• _Short task 1_:
Please explain why, in the eye exam comparison of the passage on transformation, the doctor switches back and forth between two lens powers.
-- start of Page text --
Usually there’s a start point where you look or feel or think some way and an end point, where you look or feel or think differently than you did at the start point. And only at the latter point can you look back at the magic space between those two points and really see the power of transformation as a verb, which is my absolute favorite way to look at transformation. Almost like a transformation that chose you. You, specifically. To break and build you, to wound and heal you, to challenge and teach you. It’s really special, and it’s very personal.

It’s like getting an eye exam while you’re looking straight ahead at a cluster of letters and your doctor switches back and forth a few times between two different lens powers: “And is it clearer now…or now?” He does this a couple of times, allowing you to see the same reality slightly blurred and then again with perfect clarity. And then the most exciting part: you get to choose. The same thing happens with transformation.
-- end of Page text --
• _Short task 2_:
Count the lines in the records below that contain the word "label". Reply with the number only.
-- start of Records shown --
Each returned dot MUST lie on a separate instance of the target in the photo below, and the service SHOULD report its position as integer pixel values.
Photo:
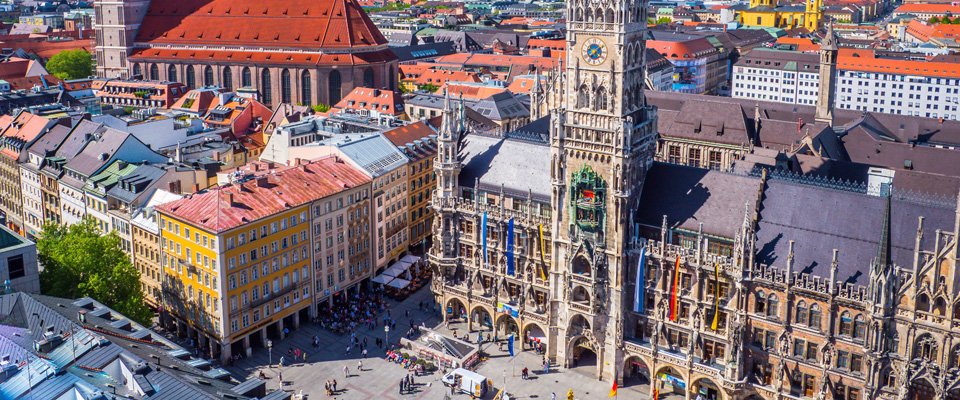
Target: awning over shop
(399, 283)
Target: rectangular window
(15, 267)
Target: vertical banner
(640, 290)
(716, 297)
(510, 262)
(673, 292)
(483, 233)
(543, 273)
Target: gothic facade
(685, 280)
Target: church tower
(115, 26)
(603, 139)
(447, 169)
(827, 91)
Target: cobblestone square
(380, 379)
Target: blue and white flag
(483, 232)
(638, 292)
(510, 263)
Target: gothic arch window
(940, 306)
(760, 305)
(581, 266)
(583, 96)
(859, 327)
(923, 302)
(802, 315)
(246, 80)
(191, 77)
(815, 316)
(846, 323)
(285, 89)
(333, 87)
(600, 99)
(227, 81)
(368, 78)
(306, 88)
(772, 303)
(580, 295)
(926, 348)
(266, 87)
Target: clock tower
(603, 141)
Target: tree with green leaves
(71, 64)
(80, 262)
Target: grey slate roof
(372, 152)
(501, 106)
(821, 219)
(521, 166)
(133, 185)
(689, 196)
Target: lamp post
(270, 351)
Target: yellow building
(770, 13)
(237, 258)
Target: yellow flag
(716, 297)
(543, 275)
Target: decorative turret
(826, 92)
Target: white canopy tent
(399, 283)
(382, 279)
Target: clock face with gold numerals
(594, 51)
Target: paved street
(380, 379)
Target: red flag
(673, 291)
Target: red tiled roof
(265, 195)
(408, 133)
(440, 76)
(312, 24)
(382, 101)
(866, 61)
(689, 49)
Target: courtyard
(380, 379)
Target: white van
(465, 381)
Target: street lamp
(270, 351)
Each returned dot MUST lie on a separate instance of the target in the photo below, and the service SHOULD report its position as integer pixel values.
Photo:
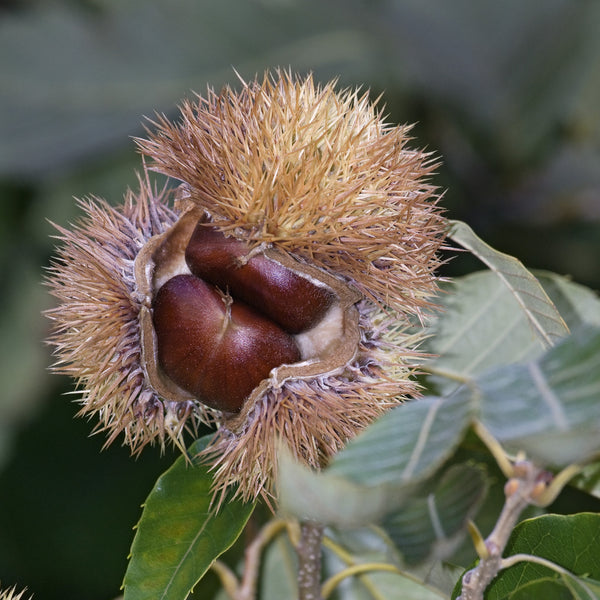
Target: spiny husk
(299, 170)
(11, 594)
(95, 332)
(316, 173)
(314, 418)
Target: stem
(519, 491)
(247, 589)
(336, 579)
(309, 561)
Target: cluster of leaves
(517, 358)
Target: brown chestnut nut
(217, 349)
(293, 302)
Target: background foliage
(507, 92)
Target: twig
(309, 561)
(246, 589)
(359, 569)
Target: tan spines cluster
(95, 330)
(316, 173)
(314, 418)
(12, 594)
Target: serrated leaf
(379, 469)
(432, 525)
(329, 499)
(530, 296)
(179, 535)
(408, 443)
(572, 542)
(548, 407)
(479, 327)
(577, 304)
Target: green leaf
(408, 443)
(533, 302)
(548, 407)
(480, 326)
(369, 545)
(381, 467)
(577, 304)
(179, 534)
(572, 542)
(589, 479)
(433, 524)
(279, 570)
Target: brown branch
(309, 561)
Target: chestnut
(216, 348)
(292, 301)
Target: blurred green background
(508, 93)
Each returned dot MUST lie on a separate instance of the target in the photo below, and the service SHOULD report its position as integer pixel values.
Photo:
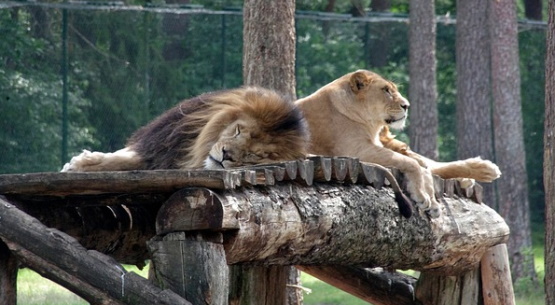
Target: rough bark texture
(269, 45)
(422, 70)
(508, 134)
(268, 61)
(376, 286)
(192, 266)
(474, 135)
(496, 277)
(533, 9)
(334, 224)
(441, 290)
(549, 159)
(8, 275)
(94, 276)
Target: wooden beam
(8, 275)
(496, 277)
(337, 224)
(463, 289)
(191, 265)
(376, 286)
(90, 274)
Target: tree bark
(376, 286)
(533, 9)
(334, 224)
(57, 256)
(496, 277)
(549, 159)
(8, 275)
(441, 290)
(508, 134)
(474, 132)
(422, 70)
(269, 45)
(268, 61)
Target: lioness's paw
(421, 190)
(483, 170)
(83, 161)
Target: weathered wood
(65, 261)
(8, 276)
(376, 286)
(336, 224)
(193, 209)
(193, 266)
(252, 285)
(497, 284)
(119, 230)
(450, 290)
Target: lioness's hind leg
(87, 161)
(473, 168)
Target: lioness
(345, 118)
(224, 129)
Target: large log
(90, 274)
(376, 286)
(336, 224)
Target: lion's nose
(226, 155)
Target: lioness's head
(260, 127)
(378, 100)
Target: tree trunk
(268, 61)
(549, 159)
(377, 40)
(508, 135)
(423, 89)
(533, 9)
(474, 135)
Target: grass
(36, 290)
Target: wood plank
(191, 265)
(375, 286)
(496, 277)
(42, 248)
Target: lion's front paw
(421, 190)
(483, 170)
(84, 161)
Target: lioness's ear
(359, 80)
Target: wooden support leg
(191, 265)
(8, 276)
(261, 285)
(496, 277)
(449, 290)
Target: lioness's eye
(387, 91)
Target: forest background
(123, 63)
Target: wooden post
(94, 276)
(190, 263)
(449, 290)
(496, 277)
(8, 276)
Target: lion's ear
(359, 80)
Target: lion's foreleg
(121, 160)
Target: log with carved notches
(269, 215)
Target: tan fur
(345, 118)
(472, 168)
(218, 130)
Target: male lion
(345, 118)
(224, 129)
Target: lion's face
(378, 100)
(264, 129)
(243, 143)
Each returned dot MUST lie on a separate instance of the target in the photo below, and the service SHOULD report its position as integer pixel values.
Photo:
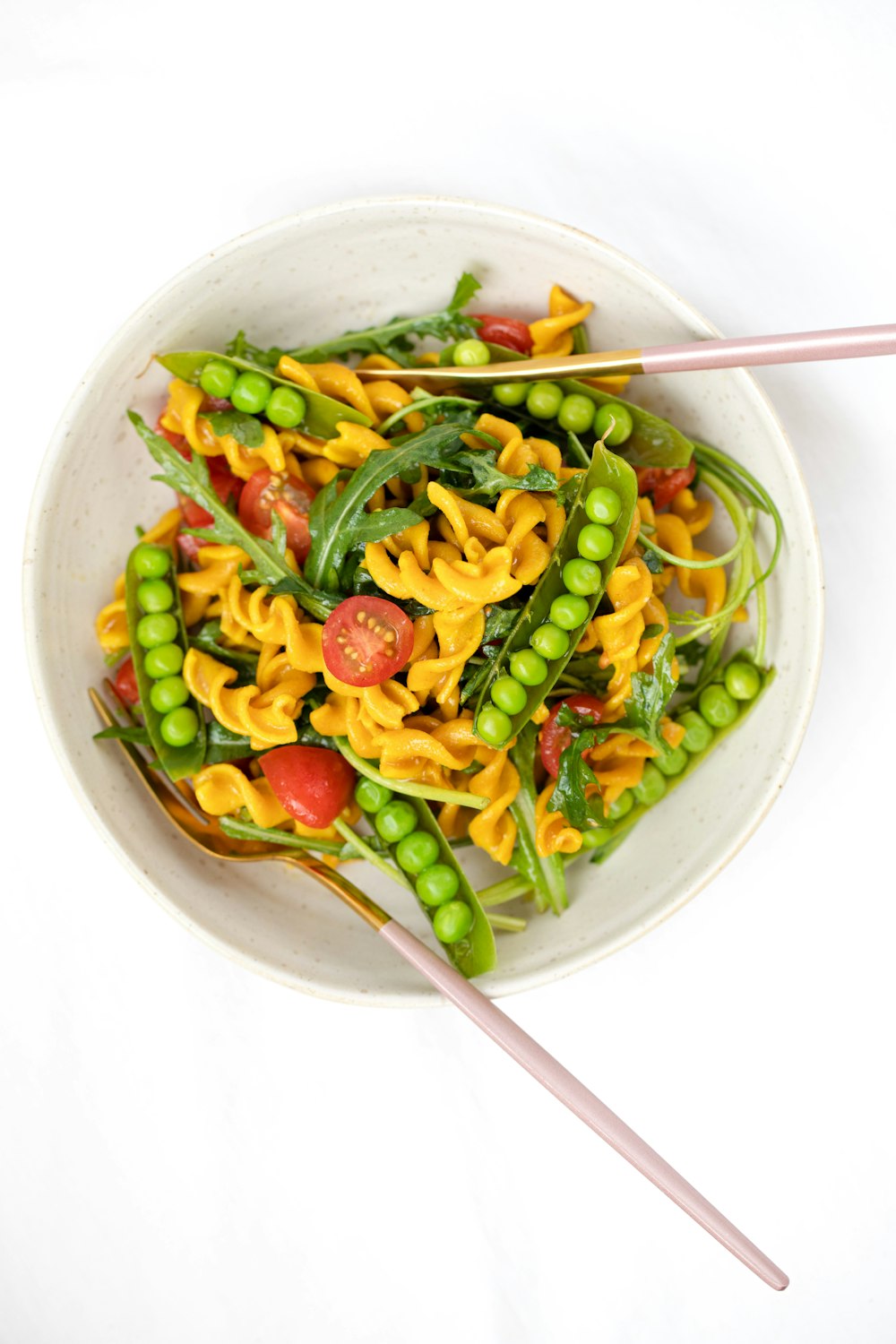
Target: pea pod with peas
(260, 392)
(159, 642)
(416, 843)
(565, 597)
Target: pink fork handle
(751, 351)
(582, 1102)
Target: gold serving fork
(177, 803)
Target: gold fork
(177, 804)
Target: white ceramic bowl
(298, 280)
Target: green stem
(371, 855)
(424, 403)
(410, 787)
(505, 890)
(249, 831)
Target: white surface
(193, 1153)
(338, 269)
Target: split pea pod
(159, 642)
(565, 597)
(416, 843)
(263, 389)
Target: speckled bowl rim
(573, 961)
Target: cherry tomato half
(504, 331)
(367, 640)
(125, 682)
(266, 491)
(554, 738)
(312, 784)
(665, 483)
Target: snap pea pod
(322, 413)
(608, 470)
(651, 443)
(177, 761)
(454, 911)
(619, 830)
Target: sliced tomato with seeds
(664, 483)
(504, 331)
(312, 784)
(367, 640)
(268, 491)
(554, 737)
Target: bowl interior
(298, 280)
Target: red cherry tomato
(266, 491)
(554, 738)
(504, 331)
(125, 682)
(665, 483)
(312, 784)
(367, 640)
-- end of Records shown --
-- start of Records shown --
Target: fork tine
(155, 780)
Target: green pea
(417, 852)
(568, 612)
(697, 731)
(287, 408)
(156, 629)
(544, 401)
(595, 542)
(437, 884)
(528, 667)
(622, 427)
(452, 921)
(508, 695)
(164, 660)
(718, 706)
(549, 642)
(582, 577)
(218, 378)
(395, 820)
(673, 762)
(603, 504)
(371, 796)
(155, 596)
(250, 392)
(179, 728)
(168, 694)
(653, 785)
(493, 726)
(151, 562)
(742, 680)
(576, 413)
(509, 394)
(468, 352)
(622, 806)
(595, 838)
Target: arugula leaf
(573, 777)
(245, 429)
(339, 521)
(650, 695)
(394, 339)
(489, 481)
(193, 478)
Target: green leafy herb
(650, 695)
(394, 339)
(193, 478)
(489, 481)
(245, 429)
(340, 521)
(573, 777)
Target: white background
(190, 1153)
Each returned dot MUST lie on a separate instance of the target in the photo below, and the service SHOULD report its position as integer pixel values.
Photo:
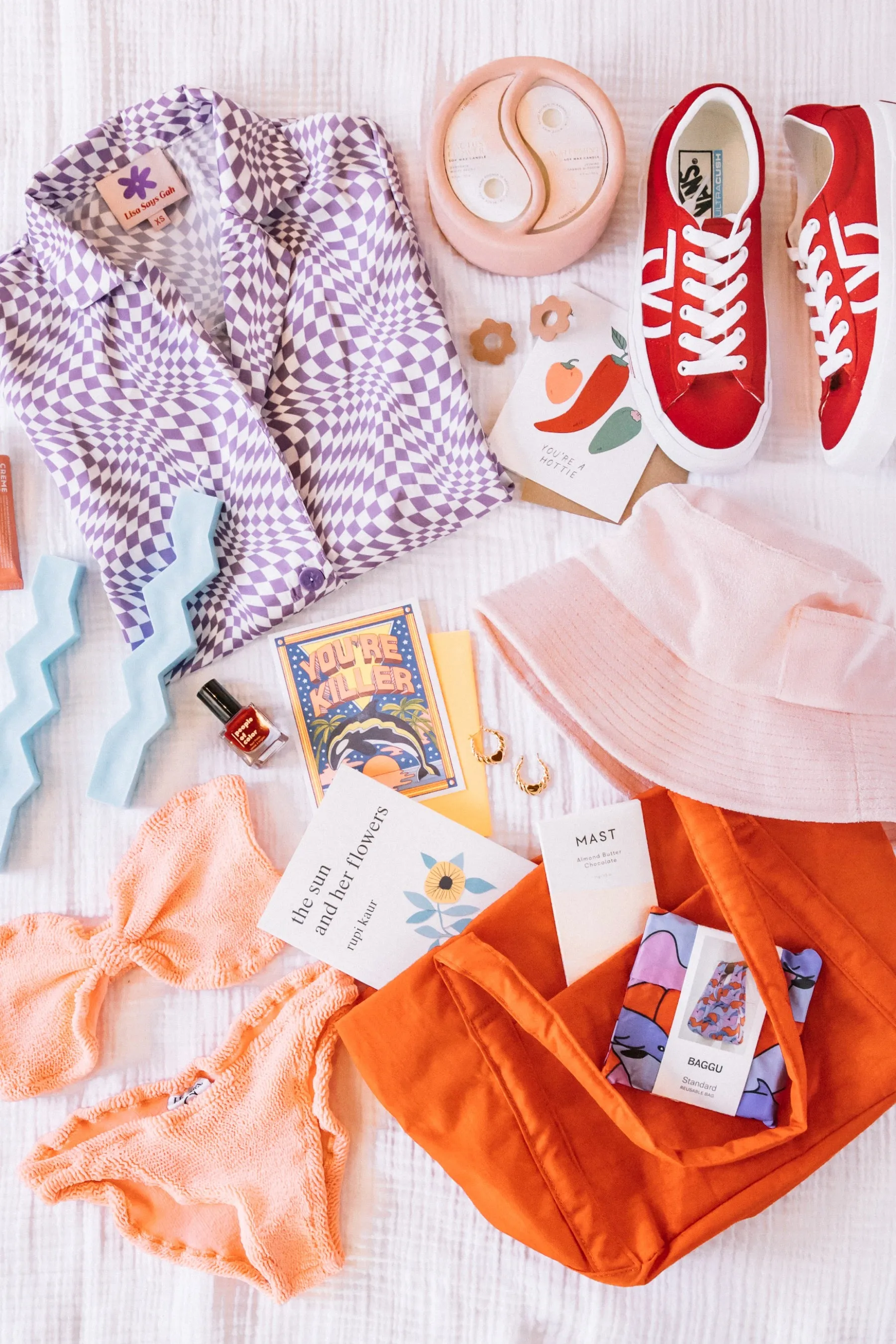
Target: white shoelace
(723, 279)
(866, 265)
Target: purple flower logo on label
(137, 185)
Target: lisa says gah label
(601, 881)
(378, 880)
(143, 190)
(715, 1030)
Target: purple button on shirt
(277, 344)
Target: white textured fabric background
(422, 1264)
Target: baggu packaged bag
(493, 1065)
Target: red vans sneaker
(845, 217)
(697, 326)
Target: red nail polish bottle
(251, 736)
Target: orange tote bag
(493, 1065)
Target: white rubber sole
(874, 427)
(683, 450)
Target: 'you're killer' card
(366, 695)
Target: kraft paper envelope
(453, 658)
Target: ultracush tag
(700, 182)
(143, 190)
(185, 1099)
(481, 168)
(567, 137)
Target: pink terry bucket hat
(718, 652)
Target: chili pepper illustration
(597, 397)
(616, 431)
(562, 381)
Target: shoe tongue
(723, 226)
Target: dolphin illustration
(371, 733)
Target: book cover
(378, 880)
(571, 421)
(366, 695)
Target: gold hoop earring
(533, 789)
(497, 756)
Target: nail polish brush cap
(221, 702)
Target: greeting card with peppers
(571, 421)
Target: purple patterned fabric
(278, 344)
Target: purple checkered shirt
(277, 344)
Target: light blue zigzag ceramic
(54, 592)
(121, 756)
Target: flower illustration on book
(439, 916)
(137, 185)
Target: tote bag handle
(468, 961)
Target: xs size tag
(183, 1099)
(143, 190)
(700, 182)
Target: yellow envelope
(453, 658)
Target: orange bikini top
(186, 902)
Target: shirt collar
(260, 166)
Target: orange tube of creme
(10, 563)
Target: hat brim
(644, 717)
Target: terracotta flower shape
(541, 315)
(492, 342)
-- end of Records shown --
-- start of Records shown --
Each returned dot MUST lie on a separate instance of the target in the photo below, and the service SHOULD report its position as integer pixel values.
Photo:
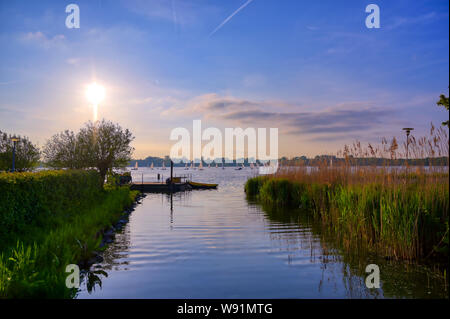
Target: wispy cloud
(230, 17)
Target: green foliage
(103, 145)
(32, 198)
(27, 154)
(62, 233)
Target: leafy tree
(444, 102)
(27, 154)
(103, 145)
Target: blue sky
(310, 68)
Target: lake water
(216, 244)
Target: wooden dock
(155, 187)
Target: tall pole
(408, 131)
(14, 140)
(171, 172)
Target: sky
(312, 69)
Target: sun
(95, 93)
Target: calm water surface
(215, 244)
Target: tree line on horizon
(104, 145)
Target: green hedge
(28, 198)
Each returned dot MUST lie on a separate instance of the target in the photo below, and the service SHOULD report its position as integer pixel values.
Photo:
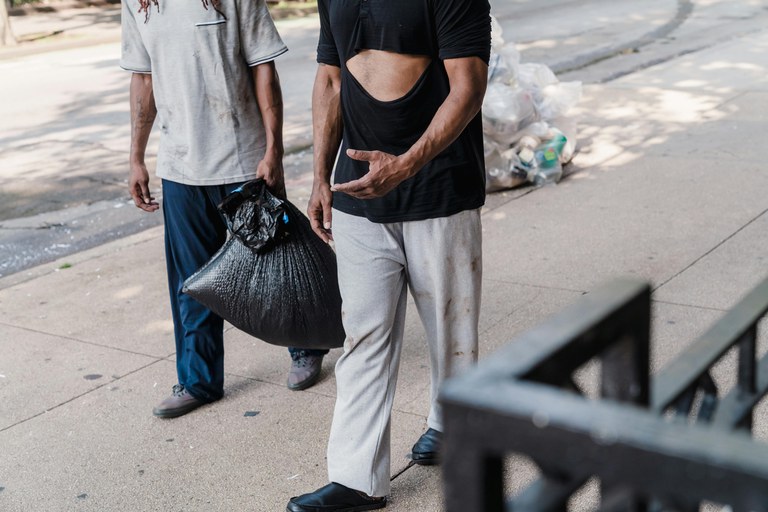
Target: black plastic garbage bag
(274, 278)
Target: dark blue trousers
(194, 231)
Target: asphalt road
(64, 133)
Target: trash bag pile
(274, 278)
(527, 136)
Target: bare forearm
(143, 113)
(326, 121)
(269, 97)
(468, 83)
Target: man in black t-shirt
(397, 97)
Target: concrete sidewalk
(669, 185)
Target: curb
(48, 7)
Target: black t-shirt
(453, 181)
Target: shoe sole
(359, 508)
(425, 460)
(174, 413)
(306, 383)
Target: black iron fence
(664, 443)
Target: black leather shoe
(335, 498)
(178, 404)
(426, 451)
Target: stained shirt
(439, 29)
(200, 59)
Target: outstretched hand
-- end of Records shown --
• _Response 1_:
The doctor switches between the two lens powers so that you see the same reality slightly blurred and then again with perfect clarity. After that, you get to choose, and the passage says the same thing happens with transformation.

• _Response 2_:
2